■ **Aim of the exercise**
All of the data, except its images, should be set down exactly as it appears.

BEGIN

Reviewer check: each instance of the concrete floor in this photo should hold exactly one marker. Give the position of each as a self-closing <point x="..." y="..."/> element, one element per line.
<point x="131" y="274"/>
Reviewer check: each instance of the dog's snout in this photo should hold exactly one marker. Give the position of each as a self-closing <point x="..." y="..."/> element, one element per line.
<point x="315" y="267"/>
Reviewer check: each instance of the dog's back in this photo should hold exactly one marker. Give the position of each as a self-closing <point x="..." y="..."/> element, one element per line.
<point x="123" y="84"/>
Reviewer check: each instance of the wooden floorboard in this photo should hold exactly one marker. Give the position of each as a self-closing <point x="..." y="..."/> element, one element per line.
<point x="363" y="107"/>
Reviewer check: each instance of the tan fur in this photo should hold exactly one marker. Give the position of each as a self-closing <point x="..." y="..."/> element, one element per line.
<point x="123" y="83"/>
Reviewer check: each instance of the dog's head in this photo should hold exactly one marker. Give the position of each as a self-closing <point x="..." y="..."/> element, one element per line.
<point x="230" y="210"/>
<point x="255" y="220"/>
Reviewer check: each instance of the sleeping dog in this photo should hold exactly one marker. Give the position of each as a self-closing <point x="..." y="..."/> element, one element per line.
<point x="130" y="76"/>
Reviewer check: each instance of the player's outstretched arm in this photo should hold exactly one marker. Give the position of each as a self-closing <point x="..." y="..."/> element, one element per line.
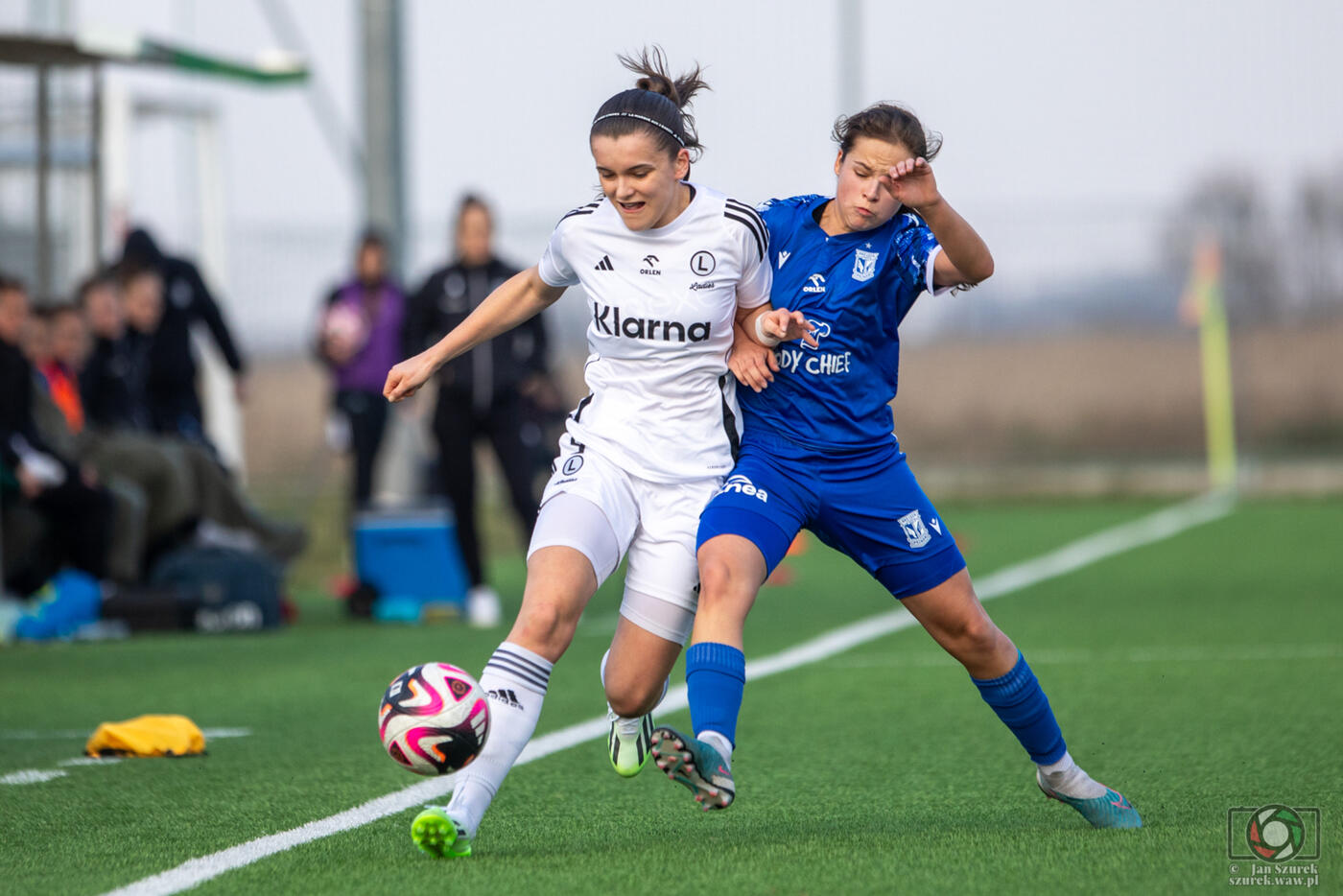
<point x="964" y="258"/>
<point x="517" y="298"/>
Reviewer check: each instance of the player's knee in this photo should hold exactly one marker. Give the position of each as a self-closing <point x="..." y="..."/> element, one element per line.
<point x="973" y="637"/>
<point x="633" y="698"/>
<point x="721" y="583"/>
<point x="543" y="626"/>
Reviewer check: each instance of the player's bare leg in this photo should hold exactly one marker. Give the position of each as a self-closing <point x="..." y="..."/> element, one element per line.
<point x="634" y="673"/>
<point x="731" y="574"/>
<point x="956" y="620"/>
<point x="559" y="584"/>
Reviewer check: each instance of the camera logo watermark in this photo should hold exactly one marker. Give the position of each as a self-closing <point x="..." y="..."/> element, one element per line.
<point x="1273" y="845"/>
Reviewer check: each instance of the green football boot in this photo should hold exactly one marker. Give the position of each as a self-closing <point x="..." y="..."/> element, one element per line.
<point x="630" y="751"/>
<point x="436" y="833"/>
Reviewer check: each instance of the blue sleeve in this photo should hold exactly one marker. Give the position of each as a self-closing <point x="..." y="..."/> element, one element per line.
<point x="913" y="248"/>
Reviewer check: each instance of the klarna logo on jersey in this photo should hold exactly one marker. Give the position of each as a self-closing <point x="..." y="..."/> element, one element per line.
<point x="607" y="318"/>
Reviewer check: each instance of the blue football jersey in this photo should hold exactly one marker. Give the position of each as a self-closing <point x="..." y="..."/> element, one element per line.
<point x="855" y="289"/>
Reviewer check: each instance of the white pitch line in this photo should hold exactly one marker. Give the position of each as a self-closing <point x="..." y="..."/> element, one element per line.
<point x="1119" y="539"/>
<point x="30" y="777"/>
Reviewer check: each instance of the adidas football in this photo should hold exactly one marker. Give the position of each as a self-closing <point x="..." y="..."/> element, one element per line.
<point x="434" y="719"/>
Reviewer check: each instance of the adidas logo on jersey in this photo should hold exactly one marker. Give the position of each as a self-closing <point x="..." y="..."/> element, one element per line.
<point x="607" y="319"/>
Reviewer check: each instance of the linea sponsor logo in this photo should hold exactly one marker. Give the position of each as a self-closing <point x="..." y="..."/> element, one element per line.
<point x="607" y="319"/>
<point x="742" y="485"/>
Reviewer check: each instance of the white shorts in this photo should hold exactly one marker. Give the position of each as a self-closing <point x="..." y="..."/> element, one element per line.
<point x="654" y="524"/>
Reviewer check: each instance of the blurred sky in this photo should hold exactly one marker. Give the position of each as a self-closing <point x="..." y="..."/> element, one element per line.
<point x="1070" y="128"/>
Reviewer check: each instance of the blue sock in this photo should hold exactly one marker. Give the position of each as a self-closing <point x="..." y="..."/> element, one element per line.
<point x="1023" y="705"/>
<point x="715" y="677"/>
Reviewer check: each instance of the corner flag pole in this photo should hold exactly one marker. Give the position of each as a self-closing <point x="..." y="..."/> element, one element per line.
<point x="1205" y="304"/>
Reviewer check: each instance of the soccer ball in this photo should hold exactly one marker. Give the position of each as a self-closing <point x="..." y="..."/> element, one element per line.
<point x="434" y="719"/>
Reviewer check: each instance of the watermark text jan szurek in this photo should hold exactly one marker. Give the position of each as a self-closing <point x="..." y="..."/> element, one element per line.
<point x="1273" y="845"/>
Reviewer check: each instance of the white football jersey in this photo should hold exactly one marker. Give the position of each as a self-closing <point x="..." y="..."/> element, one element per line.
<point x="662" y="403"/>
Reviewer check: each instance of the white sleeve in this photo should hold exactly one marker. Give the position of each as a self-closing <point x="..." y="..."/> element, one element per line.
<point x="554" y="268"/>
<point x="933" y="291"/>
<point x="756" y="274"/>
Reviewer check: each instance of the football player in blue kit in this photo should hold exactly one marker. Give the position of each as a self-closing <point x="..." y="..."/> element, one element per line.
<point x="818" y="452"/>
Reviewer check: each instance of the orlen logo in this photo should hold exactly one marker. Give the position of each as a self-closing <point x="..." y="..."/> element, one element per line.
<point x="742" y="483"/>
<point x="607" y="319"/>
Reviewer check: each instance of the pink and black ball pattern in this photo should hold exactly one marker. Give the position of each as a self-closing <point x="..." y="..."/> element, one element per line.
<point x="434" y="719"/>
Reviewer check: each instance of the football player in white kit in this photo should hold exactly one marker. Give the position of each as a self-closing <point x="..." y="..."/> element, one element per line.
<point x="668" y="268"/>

END

■ **Written response**
Reviewer check: each instance of the concrete floor in this photo should hold exactly one marker. Give the position of each as a self-closing <point x="..." y="..."/> element, one element per line.
<point x="131" y="274"/>
Reviewer check: each instance of the dog's snout in this photo should hold exactly one marker. Give the position of each as a self-closing <point x="..." y="..."/> element, one element per line.
<point x="315" y="267"/>
Reviewer check: each instance of the dog's back in this photo should hold exactly one marker. Give the position of each as a self-closing <point x="..." y="..."/> element, one element per line.
<point x="123" y="84"/>
Reviewer check: each instance of the wooden floorboard in this photo should hold exactly one marker. Give the position of each as a self-closing <point x="..." y="..."/> element, one element per line.
<point x="363" y="107"/>
Reviewer check: each instance of the tan fur in this photo should hold exactly one marker. Give the position of each as a self-closing <point x="..." y="..."/> element, one element per line.
<point x="123" y="83"/>
Reviewer check: each instance of the dog's head in this photo should hold exactly one marker. Give the position of each as a self-closing <point x="..." y="..."/> element, one element per line.
<point x="230" y="210"/>
<point x="255" y="220"/>
Reviewer check: each instance of the sleeping dog in this photo should hold exactly one marker. Give the position of each as a self-closing <point x="..." y="..."/> element, one element per line.
<point x="130" y="76"/>
Reviewer check: each instance of the player's outstretched arm in this photo should hold exactly one marker. Give the position of each as a self-closing <point x="..." y="..."/> element, one element per line.
<point x="964" y="258"/>
<point x="517" y="298"/>
Reviewer check: each instance of the player's knee in this photo should hold exactly one marker. Give the position of each as a self-closing <point x="..." y="..."/> element, one element per line.
<point x="973" y="637"/>
<point x="633" y="698"/>
<point x="721" y="583"/>
<point x="543" y="626"/>
Reviewer check: each instance of the player's bare leg in this photo should hold exactly one marker. Give the position of each as a self-closing <point x="..." y="..."/> element, one element per line.
<point x="634" y="673"/>
<point x="731" y="574"/>
<point x="956" y="620"/>
<point x="559" y="584"/>
Reviewer check: each instance of the camera logo watermark in this photo should hold exactly one marker. Give the position of each as a self-closing <point x="..." y="..."/> element, one element per line.
<point x="1273" y="845"/>
Reviewer check: each instance of the green football boot in this photo should hold exactly one marker. Give the position of each as a self-closing <point x="..." y="..."/> element, one element per line.
<point x="630" y="751"/>
<point x="436" y="833"/>
Reviewer check: each instance of the blue sleeve in this photo should hold exactly one marker. Give the position of each as a self-closing <point x="..." y="..."/> element, one element per line.
<point x="913" y="248"/>
Reviewer check: each instance of the klarna logo on jersey in this photo should hold exactly one marker. Give the position of each as a self-closing <point x="..." y="..."/> element, one element per line.
<point x="607" y="318"/>
Reviewer check: each instance of the blue football jersey in this photo should hold exactly one marker. Give the position of each as a self-closing <point x="..." y="..."/> element, one element per line.
<point x="855" y="289"/>
Reviewer check: each instance of the white pitch line in this photo should hold exactly one marker. Give the position of each as a self-closing <point x="..." y="..."/> element, one element per line.
<point x="1119" y="539"/>
<point x="30" y="777"/>
Reviewer check: each instance of the adidas football in this photo should hold exactly one marker. Give the position of each as a self-closing <point x="..." y="..."/> element, one element per line.
<point x="434" y="719"/>
Reviewer check: each instance of the adidas logo on jersey in this photo should hold exactly one marker. Give the position of each as a self-closing <point x="..." y="..."/> element, one element per line.
<point x="607" y="319"/>
Reviewer check: each instance of the linea sponsor logo in this photo should hold exactly one marker. Give the position of each as a self-closing <point x="..." y="..."/> element, one element per line.
<point x="607" y="319"/>
<point x="742" y="485"/>
Reviewer check: each instance of the white shorts in this photo should hold exactly one marker. Give the position of each as a self-closing <point x="..." y="..."/> element, one element per line.
<point x="654" y="524"/>
Reviewer check: each instance of the blurred sky in this photo should hold exactly one marker. Give the position of each as a self-closing <point x="..." y="..."/> element, one element per line.
<point x="1070" y="128"/>
Reviewer check: each instance of the blue sock in this photo should hold exactly one marker. Give the position of each as a self-closing <point x="..." y="..."/> element, one element per line.
<point x="1023" y="705"/>
<point x="715" y="677"/>
Reviewer check: each instance of the corner flag pole in this photo should hold exactly one marker. Give the position of each as a self-closing <point x="..." y="..."/> element, one element per line.
<point x="1205" y="304"/>
Reviewer check: each instance of the soccer ball in this photo should hold exactly one marker. Give the position of each as a self-closing <point x="..." y="..."/> element, one element per line.
<point x="434" y="719"/>
Reviewer check: each instance of the watermark text jan szurek in this photo should hold exactly one marker. Give the position of each as a self-closing <point x="..." y="..."/> element, one element per line.
<point x="1273" y="845"/>
Reviewer check: each instance of the white football jersey in this photo should hold exactly one marker. Give the position of each as a self-closing <point x="..." y="..."/> element, one element per line.
<point x="662" y="403"/>
Reviewer check: each instance of the white sleeve in this photo should hold exactly one marker. Give the position of each as a self-closing <point x="..." y="..."/> element, one element per line.
<point x="554" y="268"/>
<point x="933" y="291"/>
<point x="756" y="274"/>
Reviewer check: each instance of the football player in blue kit in this photo should hold exactly one marker. Give the position of each as a self-closing <point x="..." y="..."/> element, one element per line.
<point x="818" y="452"/>
Reviewer check: each instance of the orlen logo in this photo should hold exactly one marker. Give the position of each as a self-closing <point x="..." y="..."/> element, one element per line.
<point x="742" y="483"/>
<point x="607" y="319"/>
Reviewer check: each instance of the pink and black ball pattern in this photo should hold exactly one marker. Give the position of each as a self-closing <point x="..." y="..."/> element, one element per line.
<point x="434" y="719"/>
Reviewer check: each instance of the football player in white kit in this photo should hold exactly one marker. Give the position of each as a self-closing <point x="..." y="..."/> element, one element per line.
<point x="668" y="268"/>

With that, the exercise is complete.